_Data supplied:_
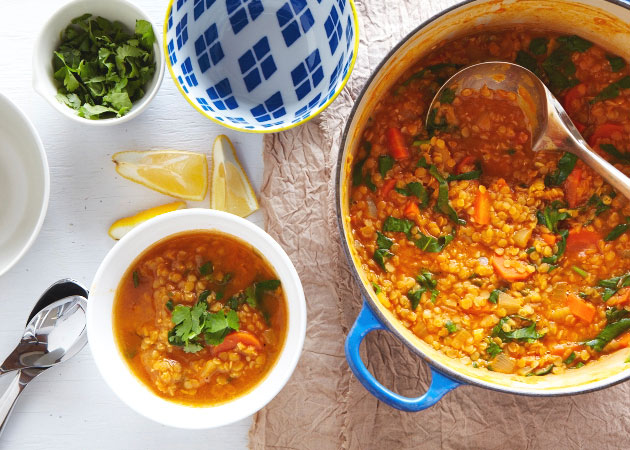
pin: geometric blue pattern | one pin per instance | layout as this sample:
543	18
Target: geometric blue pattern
201	6
260	65
204	104
254	59
272	107
349	34
333	29
189	76
240	12
171	52
221	95
292	16
208	48
307	75
181	83
181	32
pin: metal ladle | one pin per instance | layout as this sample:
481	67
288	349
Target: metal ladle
551	127
55	332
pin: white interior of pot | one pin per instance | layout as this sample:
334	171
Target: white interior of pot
605	23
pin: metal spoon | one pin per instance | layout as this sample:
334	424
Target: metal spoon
54	333
550	126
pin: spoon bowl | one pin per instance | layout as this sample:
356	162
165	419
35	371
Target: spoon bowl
55	334
549	124
43	344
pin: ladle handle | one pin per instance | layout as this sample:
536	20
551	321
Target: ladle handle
8	399
608	172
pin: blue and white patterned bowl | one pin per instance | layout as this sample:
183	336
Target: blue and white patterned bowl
260	65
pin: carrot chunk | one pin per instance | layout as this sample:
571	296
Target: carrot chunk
580	308
570	98
580	240
620	297
509	269
605	130
387	187
231	340
466	164
550	239
482	208
576	188
411	209
396	142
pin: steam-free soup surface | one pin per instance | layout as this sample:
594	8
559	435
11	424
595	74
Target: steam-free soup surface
502	258
200	318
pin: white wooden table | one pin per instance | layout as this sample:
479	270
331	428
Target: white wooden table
70	406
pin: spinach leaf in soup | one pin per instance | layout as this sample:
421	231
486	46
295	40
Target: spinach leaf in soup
538	46
566	164
524	334
617	63
385	164
393	224
551	216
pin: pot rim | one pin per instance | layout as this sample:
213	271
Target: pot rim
462	378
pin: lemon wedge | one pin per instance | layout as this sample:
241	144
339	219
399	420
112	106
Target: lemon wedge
124	225
231	190
176	173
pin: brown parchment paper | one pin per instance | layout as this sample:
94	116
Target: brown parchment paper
323	406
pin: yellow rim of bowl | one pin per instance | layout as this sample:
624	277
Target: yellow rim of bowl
231	127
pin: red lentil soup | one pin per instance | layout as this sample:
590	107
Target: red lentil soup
502	258
200	317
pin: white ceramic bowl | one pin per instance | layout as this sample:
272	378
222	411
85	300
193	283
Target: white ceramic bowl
24	184
111	362
48	40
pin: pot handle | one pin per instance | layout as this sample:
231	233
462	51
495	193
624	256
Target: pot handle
364	324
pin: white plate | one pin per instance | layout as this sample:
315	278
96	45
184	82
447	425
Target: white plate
24	184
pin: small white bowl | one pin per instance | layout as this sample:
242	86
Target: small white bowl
48	41
116	371
24	184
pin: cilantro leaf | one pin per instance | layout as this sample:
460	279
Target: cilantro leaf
393	224
493	349
206	268
100	68
551	216
525	334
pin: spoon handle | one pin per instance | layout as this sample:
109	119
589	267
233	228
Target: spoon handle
609	172
8	399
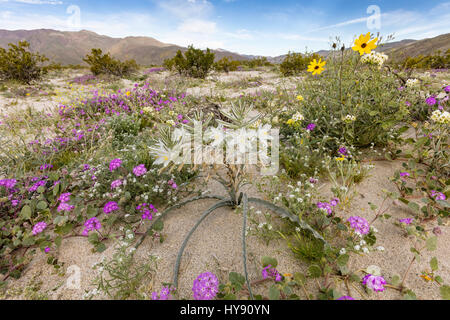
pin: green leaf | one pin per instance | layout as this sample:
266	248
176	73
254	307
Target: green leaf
445	292
28	241
158	226
434	264
414	206
64	229
432	243
42	205
100	247
58	241
315	271
409	295
395	280
343	260
237	279
274	293
25	213
266	261
93	237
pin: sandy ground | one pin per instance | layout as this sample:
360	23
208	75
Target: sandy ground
216	246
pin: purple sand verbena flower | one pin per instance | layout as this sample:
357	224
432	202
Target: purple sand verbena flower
65	197
359	224
115	184
269	272
438	195
140	170
343	151
376	283
39	227
404	174
90	225
345	298
206	286
65	207
164	295
431	101
406	220
115	164
110	207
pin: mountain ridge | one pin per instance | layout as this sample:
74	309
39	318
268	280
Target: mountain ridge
70	47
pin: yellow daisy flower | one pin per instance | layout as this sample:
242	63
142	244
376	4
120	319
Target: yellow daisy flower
364	45
316	67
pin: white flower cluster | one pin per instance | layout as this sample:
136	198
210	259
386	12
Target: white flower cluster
375	58
412	83
442	117
349	118
298	117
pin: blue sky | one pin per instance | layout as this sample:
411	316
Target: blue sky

_What you are asked to do:_ Edit the rows from the line containing "pin: white plate" through the end of the rows, changing every "flower" to "bloom" and leaving everything else as is. Leave the picture lines out of your answer.

_Solution to this task:_
pin: white plate | one pin per instance | layout as this sample:
315	278
96	45
184	82
447	425
Target: white plate
24	184
pin: small white bowl | one pin per instance | layout as this sample:
242	86
Target: small white bowl
48	41
116	371
24	184
pin: cilantro leaf | one pin per instance | layout as this sample:
460	279
Target: cilantro leaf
393	224
493	349
206	268
100	68
551	216
525	334
pin: spoon handle | one pin per instance | layout as this sample:
109	119
589	267
233	228
Target: spoon handle
609	172
8	399
pin: green leaf | one pin per instance | layout as this sample:
266	248
176	73
254	307
Target: green leaf
445	292
28	241
158	226
434	264
414	206
64	229
432	243
42	205
100	247
58	241
315	271
409	295
395	280
343	260
237	279
274	293
25	213
266	261
93	237
pin: sandy ground | one pin per instance | layout as this sample:
360	23
208	75
Target: sandy ground
216	246
pin: purple sand verbena bloom | one pin per instance | layout as this sample:
357	224
432	202
Target: purple sand verbena bloom
65	197
359	224
115	184
269	272
438	195
140	170
343	151
376	283
39	227
404	174
90	225
345	298
206	286
65	207
164	295
431	101
406	220
115	164
110	207
pin: mountain ridge | one pin per instance | layout as this sample:
74	309
39	318
268	280
Target: mountain ridge
70	47
pin: yellow daisy bloom | one pin per instance | layout as this sample:
242	63
142	244
376	4
120	319
Target: yellow daisy bloom
364	45
316	67
pin: white bloom cluster | one pin per instance | layout as this sample:
136	198
210	259
386	12
Target: white bloom cluster
375	58
412	83
442	117
349	118
298	117
pin: blue sky | one pin per instance | layout as this sample:
411	316
Target: blue sky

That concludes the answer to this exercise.